**EXERCISE REQUIREMENTS**.
1. Transcribe the passage in the article on sex and fertility below, from "New studies are" up to and including "to get pregnant.".
2. In the article on sex and fertility below, when does the fertile window begin and end?

**PROVIDED TEXT**.
◇ ◇ ◇

When it comes to talking about sex for fertility, the trouble is that the whole process can become akin to a militaristic operation, involving a carefully timed pee on a stick to tell if it’s the “right time” to have it, the endless monitoring of discharge and body temperature, or using an app to help predict all of this for you. One of my patients took this to a whole new level when he told me that he has an alarm on his phone that goes off every time his wife ovulates, so he knows exactly when he needs to get back home to get down to it!

Then there’s the worry over what position to use, how long to do it for, will the sperm run out, and so on it goes, it’s enough to drive most people crazy and completely kill the romance factor! Even the word intercourse sounds so clinical but this isn’t how it’s supposed to be! When did we take the pleasure out of it and start judging ourselves, our partners and turning it into an exam?!

Most of the commonly perceived beliefs are myths or misperceptions and sure, whilst there is no denying the fact that your fertile window starts 5 days before ovulation and ends 24 hours after ovulation (this is based on how long an egg and sperm can survive for) and is your most fertile period, we’ve forgotten that sex should be about pleasure and spontaneity, because this will then encourage the mind to engage with it too, and you may just start to have sex for the reasons you’re supposed to, rather than just purely for the sole purpose of producing a baby at the end of it. Heck, you might even manage an orgasm!

Now because I know we all like some good solid scientific reasons behind things, I’m here to show you that actually having frequent spontaneous sex that leads to arousal is actually clinically shown to help improve chances of conception for a couple of reasons, some of which are very novel.

New studies are suggesting that sexual arousal even before the fertile window could help to activate the immune system, responsible for the body’s defenses to invading organisms, but also potentially pregnancy. And the immune system has been implicated in fertility, though to what extent and how remains unresolved. It has been suggested that having sex outside the fertile window might help to prime a woman’s immune response, where scientists measured differences in the number of immune cells and antibodies, so that when sex occurs in the fertile window, it’s more likely to lead to conception as the body is already engaged in pro pregnancy mechanisms, willing it to get pregnant.

This may work in tandem with the changing cervical mucous to help aid sperm in reaching the egg and hence fertilisation to occur and may also help implantation of an embryo. In addition, studies are also potentially showing a reversal is what was traditionally thought best, which is short periods of abstinence to help improve quality of sperm, and in fact demonstrating the opposite to be true: that’s the possibility that regular daily sex may improve sperm function! So there you go, loads of reasons to step back into your groove and make sex a priority when trying for a baby! But please don’t put pressure on yourself to think you have to have sex every day or orgasm each time you do, this is really not the case.

The most important thing is to take your mind of the overall aim of it, be spontaneous, honour your needs and wishes, and just enjoy whenever and however you want! There are no rules, just lots of great reasons as to why you should be doing it.

◇ ◇ ◇

**DATA SHOWN**.
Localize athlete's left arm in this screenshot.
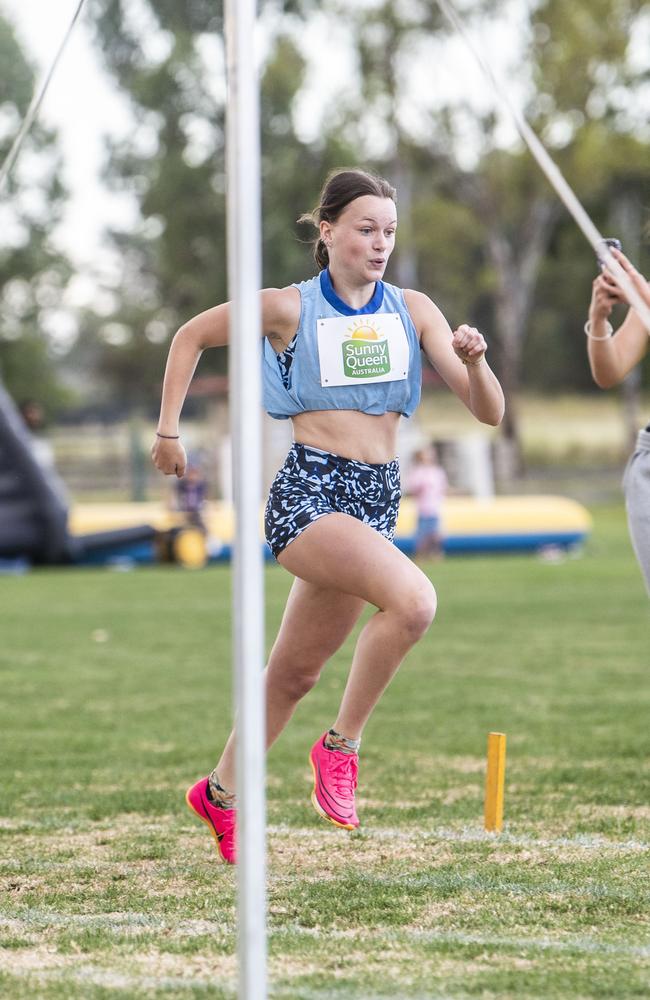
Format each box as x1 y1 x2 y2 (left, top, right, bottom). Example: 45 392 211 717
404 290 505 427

◇ ◇ ◇

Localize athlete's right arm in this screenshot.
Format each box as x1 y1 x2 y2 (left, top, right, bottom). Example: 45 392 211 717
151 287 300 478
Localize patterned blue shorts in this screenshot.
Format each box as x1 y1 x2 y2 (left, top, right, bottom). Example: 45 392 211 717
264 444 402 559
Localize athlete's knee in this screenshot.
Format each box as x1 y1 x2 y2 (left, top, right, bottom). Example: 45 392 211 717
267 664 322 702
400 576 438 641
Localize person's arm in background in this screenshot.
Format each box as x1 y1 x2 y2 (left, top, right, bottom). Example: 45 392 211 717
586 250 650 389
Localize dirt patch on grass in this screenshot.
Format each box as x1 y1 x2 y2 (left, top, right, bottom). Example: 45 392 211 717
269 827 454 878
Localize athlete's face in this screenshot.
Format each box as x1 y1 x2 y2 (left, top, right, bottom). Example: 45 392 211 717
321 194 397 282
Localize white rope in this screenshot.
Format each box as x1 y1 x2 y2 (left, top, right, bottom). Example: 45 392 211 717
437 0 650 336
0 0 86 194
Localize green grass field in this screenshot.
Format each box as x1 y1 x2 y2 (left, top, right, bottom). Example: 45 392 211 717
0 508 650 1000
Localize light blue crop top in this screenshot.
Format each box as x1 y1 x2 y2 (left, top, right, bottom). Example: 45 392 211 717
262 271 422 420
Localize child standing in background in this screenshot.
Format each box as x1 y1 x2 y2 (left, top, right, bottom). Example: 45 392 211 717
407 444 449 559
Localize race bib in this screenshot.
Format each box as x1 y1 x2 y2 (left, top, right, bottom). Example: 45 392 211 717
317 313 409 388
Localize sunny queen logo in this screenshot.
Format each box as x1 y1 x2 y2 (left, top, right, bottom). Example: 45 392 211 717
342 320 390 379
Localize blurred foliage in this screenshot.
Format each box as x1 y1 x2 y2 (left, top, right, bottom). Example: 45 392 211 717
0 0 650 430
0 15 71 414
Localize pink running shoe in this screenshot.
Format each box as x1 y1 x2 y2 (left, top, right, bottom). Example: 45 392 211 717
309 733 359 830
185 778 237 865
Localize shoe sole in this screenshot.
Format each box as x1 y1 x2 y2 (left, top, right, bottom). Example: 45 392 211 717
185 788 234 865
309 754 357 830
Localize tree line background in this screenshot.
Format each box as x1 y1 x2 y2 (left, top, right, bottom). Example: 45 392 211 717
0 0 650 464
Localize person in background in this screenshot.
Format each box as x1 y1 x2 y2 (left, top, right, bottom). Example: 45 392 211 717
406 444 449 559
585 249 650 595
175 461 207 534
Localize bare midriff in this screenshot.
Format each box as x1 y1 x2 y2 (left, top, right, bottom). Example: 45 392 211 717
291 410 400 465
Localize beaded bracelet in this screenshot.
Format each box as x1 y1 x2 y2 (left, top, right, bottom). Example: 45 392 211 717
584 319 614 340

◇ ◇ ◇

**ANSWERS TO THE TASKS**.
1.
New studies are suggesting that sexual arousal even before the fertile window could help to activate the immune system, responsible for the body’s defenses to invading organisms, but also potentially pregnancy. And the immune system has been implicated in fertility, though to what extent and how remains unresolved. It has been suggested that having sex outside the fertile window might help to prime a woman’s immune response, where scientists measured differences in the number of immune cells and antibodies, so that when sex occurs in the fertile window, it’s more likely to lead to conception as the body is already engaged in pro pregnancy mechanisms, willing it to get pregnant.

2. It begins 5 days before ovulation and ends 24 hours after ovulation.